* _Supplied material_:
>> start
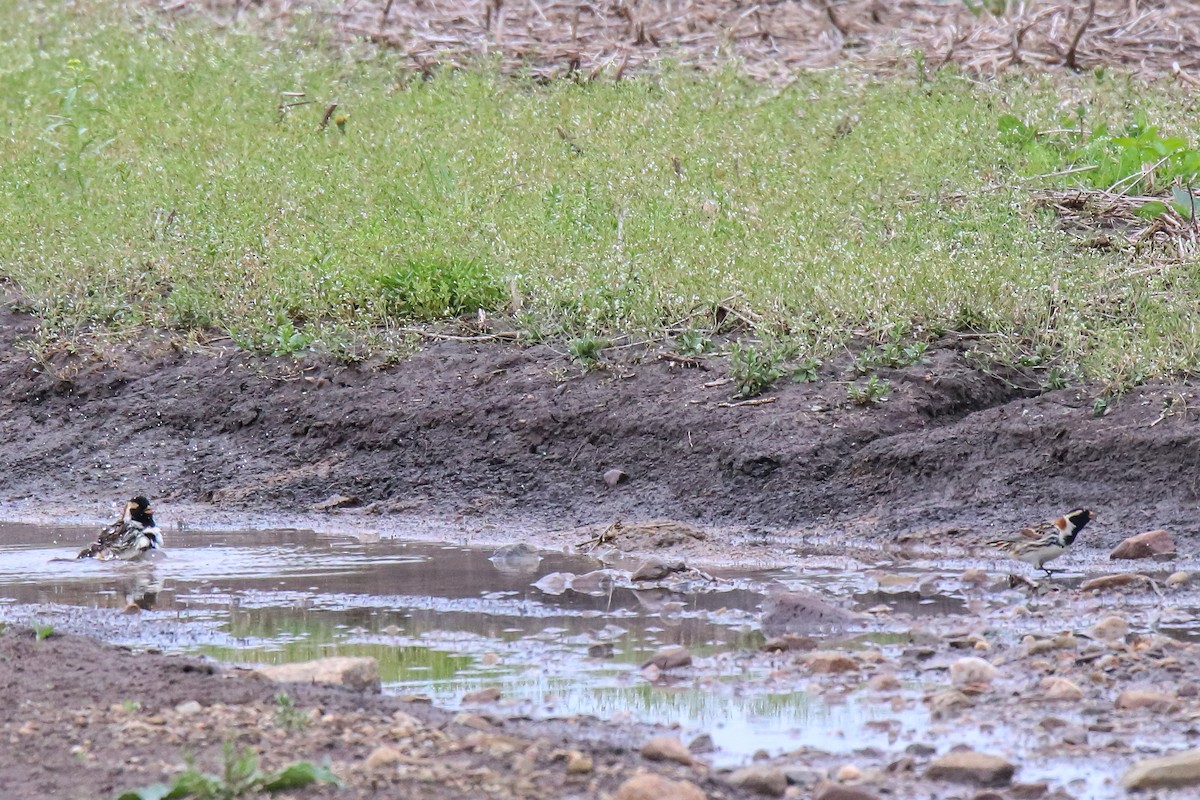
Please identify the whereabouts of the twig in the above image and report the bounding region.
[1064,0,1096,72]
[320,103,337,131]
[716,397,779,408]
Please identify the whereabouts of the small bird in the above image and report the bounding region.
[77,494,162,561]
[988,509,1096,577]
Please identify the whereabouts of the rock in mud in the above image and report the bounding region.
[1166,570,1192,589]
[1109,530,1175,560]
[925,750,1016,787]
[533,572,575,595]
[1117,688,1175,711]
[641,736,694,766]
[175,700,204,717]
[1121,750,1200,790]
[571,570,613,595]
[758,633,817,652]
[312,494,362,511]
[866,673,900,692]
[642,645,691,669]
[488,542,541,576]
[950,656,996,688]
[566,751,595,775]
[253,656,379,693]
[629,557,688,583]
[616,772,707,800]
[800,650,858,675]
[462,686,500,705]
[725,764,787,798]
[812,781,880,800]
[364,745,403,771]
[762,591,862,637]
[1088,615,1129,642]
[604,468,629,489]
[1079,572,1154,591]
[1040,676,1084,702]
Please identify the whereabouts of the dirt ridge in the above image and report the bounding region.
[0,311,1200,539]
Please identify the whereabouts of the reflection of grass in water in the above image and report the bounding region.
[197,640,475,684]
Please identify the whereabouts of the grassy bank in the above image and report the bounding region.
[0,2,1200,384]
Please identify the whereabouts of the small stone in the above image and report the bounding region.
>> end
* _Problem to solve_: Reproduce every line of the material above, including the requests, and add -30 to each bounding-box coordinate in the answers. Leave the pictures out of your reply.

* _Completed task_:
Please identify the whereabouts of the twig in the above image and report the bounding region.
[1034,-30,1066,42]
[290,73,307,101]
[686,367,749,378]
Please identify the whereabouts of the small bird in the above image and report the bounding region.
[47,464,132,531]
[958,479,1066,547]
Please identify the whereabouts of the rock in mud in the above image and report the bounding region.
[1136,540,1162,559]
[1079,500,1145,530]
[895,720,986,757]
[503,542,545,565]
[1087,658,1145,681]
[611,706,664,736]
[145,670,174,687]
[1091,720,1170,760]
[541,540,583,565]
[728,603,787,622]
[282,464,332,481]
[836,643,870,662]
[612,615,661,639]
[458,512,511,546]
[920,626,966,658]
[536,721,565,745]
[223,626,349,663]
[599,527,658,553]
[586,742,677,770]
[770,620,828,645]
[432,656,470,675]
[695,734,757,768]
[782,751,850,770]
[334,715,373,741]
[732,561,832,607]
[1058,585,1099,612]
[574,438,599,459]
[1049,542,1124,561]
[1010,646,1054,672]
Please identify the whereabouts of the dirt ridge in the above image and report the bounding region.
[-30,281,1170,509]
Please identify the whereabouts of the reflection of grass in water in the above image and report the bounding region.
[167,610,445,654]
Please identify the whereabouts of the grassy bank in the above image and report the bounding region.
[-30,-28,1170,354]
Please identify the whereabouts of the small stone in the above image and report the bounding region.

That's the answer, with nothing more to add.